→ **THE DATA**:
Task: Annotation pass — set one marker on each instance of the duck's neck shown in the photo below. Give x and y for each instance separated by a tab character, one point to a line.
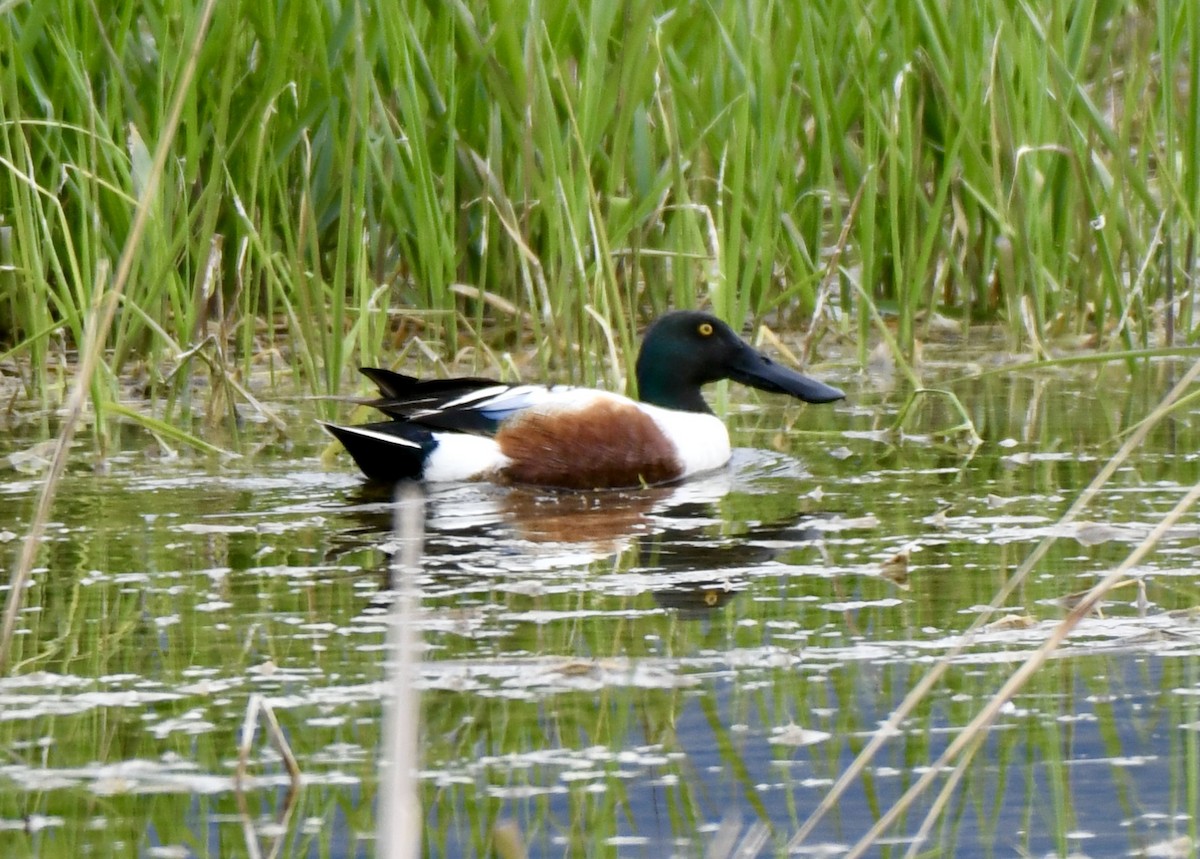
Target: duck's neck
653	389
---
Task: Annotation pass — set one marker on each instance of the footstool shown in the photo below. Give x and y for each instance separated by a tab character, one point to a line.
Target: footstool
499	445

→ **REQUIREMENT**:
Please work out how many lines of the records contain "photo" and give only that number.

→ **ANSWER AREA**:
2